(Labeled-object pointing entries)
^^^^

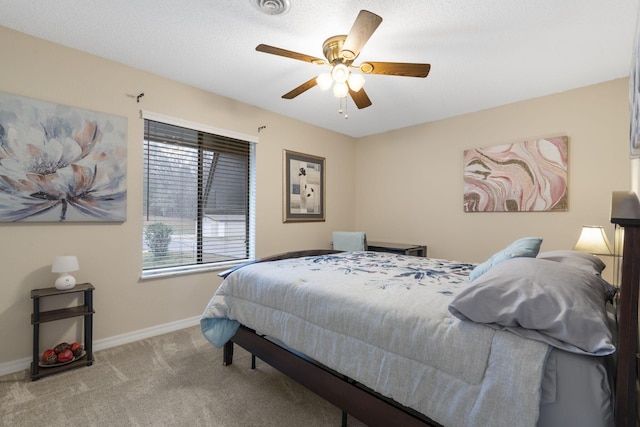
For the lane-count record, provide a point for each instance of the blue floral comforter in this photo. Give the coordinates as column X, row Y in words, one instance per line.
column 383, row 320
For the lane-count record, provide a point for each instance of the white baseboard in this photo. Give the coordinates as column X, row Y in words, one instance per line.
column 105, row 343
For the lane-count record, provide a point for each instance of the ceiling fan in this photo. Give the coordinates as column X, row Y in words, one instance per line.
column 340, row 52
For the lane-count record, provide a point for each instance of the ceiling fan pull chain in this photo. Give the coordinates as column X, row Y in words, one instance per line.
column 346, row 108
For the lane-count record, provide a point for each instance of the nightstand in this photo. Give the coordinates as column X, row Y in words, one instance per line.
column 398, row 248
column 38, row 317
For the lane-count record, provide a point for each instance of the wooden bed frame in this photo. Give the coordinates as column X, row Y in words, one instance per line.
column 376, row 410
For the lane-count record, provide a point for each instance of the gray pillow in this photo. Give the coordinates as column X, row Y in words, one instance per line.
column 544, row 300
column 582, row 260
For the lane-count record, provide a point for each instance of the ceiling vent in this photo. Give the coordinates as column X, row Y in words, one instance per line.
column 271, row 7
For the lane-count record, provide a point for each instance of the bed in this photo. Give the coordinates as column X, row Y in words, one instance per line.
column 398, row 340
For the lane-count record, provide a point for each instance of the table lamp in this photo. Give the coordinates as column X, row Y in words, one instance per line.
column 593, row 240
column 64, row 265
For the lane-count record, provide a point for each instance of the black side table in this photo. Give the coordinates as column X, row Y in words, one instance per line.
column 398, row 248
column 38, row 317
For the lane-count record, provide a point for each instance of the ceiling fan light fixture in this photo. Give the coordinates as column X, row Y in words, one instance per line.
column 340, row 73
column 324, row 81
column 356, row 81
column 272, row 7
column 340, row 90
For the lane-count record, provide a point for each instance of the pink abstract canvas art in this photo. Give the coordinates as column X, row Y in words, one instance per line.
column 526, row 176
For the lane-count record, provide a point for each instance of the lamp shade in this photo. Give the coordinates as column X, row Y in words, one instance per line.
column 593, row 240
column 64, row 265
column 356, row 81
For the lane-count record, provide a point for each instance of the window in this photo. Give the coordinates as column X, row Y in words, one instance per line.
column 198, row 197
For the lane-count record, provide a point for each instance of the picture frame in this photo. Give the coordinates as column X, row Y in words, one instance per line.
column 303, row 196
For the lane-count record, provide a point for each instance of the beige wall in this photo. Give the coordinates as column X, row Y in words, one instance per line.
column 110, row 253
column 403, row 186
column 409, row 182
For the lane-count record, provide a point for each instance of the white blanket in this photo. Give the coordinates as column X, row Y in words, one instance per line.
column 382, row 320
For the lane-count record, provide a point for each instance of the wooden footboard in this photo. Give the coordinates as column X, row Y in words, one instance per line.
column 367, row 406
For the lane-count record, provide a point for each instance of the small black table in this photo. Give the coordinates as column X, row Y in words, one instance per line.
column 85, row 310
column 398, row 248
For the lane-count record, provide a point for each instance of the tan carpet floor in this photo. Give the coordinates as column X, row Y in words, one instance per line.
column 176, row 379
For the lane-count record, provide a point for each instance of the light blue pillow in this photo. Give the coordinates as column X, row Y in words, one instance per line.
column 525, row 247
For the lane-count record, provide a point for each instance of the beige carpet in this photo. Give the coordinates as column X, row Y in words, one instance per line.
column 175, row 379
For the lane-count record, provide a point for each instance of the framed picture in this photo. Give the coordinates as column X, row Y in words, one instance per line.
column 304, row 187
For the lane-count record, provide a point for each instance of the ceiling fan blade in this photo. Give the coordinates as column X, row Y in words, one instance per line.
column 290, row 54
column 362, row 29
column 360, row 98
column 396, row 69
column 301, row 89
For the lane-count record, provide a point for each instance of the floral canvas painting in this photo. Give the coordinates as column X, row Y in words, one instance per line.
column 60, row 163
column 526, row 176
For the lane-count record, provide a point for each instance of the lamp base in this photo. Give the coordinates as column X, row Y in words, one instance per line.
column 65, row 281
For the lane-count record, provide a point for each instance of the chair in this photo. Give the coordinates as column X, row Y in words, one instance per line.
column 349, row 241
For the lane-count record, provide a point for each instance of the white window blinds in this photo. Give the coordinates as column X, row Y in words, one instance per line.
column 197, row 197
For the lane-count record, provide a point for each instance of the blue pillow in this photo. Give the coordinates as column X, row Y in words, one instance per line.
column 525, row 247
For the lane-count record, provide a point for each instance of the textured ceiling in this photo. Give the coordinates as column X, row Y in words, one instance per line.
column 483, row 53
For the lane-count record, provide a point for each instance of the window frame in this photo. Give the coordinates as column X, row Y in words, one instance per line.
column 212, row 266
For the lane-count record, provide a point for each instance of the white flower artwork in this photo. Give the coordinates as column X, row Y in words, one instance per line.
column 60, row 163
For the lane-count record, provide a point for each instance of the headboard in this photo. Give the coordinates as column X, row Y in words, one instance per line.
column 625, row 214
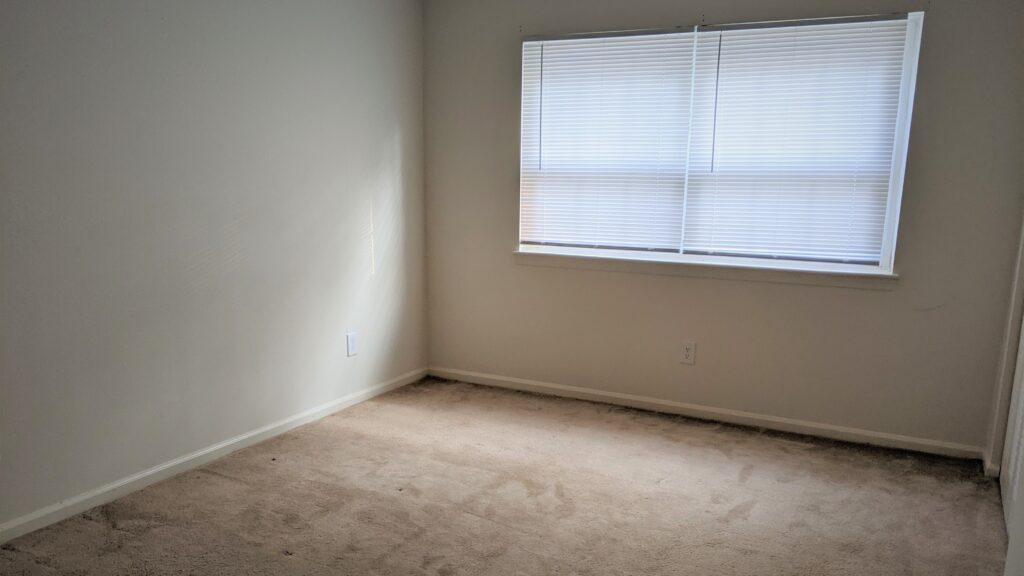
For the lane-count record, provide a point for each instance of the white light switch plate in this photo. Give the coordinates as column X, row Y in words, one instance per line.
column 689, row 355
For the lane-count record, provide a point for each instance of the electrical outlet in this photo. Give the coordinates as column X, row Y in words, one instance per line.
column 689, row 353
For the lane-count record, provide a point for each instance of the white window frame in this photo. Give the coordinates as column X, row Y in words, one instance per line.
column 885, row 268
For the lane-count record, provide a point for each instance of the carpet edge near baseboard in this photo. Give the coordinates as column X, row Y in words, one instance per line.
column 832, row 432
column 109, row 492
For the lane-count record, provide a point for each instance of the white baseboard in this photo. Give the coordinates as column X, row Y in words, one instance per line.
column 720, row 414
column 991, row 466
column 101, row 495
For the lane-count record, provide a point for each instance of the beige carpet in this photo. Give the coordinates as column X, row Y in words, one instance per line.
column 444, row 478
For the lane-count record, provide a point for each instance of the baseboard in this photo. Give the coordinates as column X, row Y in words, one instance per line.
column 720, row 414
column 101, row 495
column 992, row 467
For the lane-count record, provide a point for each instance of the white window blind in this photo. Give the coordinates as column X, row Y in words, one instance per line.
column 762, row 144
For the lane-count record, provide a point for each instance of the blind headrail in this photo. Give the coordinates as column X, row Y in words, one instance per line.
column 717, row 27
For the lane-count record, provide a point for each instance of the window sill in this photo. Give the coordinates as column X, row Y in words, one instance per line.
column 743, row 270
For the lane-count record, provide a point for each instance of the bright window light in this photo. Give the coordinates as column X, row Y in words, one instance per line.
column 770, row 146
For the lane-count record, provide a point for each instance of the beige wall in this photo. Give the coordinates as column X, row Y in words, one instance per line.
column 198, row 200
column 916, row 357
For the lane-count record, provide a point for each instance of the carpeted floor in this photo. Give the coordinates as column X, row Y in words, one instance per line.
column 445, row 478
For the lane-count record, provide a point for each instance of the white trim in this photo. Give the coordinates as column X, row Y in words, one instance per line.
column 107, row 493
column 995, row 455
column 708, row 260
column 901, row 138
column 846, row 434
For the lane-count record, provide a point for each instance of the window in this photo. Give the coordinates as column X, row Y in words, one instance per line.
column 768, row 145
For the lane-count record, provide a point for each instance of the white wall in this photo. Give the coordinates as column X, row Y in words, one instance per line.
column 198, row 200
column 915, row 358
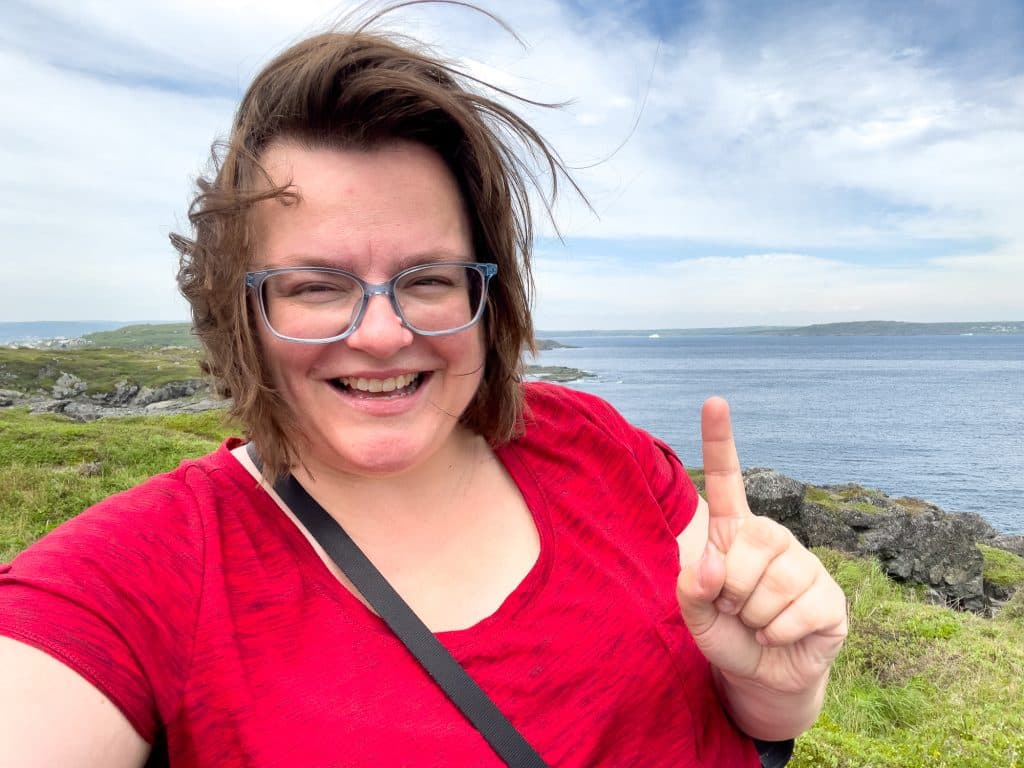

^^^^

**Directions for this task:**
Arrange the lines of the material above into a numbered list, beginning with the line that contains "the wooden bed" and continuing through the line that contains "column 271, row 7", with both of those lines included and any blank lines omitted.

**Worked answer:**
1. For the lane-count record, provide a point for each instance of the wooden bed frame in this photo. Give the coordinates as column X, row Y in words, one instance per line.
2. column 376, row 410
3. For the lane-count record, provide a point for each instance of the gray pillow in this photo. Give the coordinates as column X, row Y in words, one instance per line.
4. column 544, row 300
5. column 582, row 260
6. For the lane-count record, provide a point for each instance of the ceiling vent in this photo. Give the coordinates as column X, row Y in words, one instance per line.
7. column 271, row 7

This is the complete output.